● REQUESTS
1. List every verse label that begins a comment in the sermon notes on 2 Corinthians 11.
2. Duplicate word for word the passage of the sermon notes on 2 Corinthians 11 that opens with the words containing "2 Corinthians 11:16-33" and closes with "the Corinthian church.".

— Start of SELECTED TEXT —

“Through Many Dangers”
2 Corinthians 11:16-33
July 6, 2003
Rev. Dr. Robert S. Rayburn
Text Comment
v.16 Paul reminds his readers that in all of this “boasting” about himself he is only playing a role. By making a point about himself he is exposing the bogus apostles for what they are. Remember, in what ever area of life we may speak about, there are always those who have it wrong, deadly wrong. They may be sincere in a human sense, but, as Pascal reminds us, most of the real harm in this world is done by people who are sincere. So no one can avoid personalities in the final analysis, because the real harm to people is done by people. So here.
v.17 That is, this is not the language a Christian would ordinarily use. His is fitted to the circumstances in the Corinthian church.
v.18 The NIV’s “in the way the world does” is, once again, literally, “according to the flesh,” that is, “sinfully.”
v.19 Biting sarcasm here.
v.20 The sophist philosophers and itinerant philosophers of that day could be rough on their audience. There is quite a bit of material from the classical world describing this behavior, even, interestingly, in Corinth. Paul’s spirit was too gentle for that.

— End of SELECTED TEXT —
— Start of PROVIDED DATA —

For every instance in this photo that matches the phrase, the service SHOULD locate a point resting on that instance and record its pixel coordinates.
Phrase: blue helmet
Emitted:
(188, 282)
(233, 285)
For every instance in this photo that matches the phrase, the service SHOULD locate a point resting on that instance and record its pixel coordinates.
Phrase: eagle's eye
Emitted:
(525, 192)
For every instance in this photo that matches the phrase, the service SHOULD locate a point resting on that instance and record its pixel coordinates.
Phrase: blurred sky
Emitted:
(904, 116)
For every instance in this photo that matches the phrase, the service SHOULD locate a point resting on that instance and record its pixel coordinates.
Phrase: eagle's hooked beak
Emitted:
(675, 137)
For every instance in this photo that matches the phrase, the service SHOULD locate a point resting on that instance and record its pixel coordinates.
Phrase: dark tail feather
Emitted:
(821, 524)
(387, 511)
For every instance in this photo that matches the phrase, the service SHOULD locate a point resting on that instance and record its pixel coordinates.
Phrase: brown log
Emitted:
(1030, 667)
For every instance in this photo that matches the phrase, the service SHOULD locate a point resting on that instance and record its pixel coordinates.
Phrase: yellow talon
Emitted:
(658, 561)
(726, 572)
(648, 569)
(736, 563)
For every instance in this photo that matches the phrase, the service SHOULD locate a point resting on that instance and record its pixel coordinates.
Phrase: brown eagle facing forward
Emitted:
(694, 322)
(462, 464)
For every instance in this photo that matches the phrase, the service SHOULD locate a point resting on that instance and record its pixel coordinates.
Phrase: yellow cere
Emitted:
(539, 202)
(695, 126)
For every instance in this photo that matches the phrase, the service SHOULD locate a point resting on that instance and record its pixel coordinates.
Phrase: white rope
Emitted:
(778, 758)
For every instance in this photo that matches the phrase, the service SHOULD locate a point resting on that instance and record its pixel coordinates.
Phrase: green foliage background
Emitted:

— End of PROVIDED DATA —

● TASK RESPONSES
1. v.16, v.17, v.18, v.19, v.20

2.
2 Corinthians 11:16-33
July 6, 2003
Rev. Dr. Robert S. Rayburn
Text Comment
v.16 Paul reminds his readers that in all of this “boasting” about himself he is only playing a role. By making a point about himself he is exposing the bogus apostles for what they are. Remember, in what ever area of life we may speak about, there are always those who have it wrong, deadly wrong. They may be sincere in a human sense, but, as Pascal reminds us, most of the real harm in this world is done by people who are sincere. So no one can avoid personalities in the final analysis, because the real harm to people is done by people. So here.
v.17 That is, this is not the language a Christian would ordinarily use. His is fitted to the circumstances in the Corinthian church.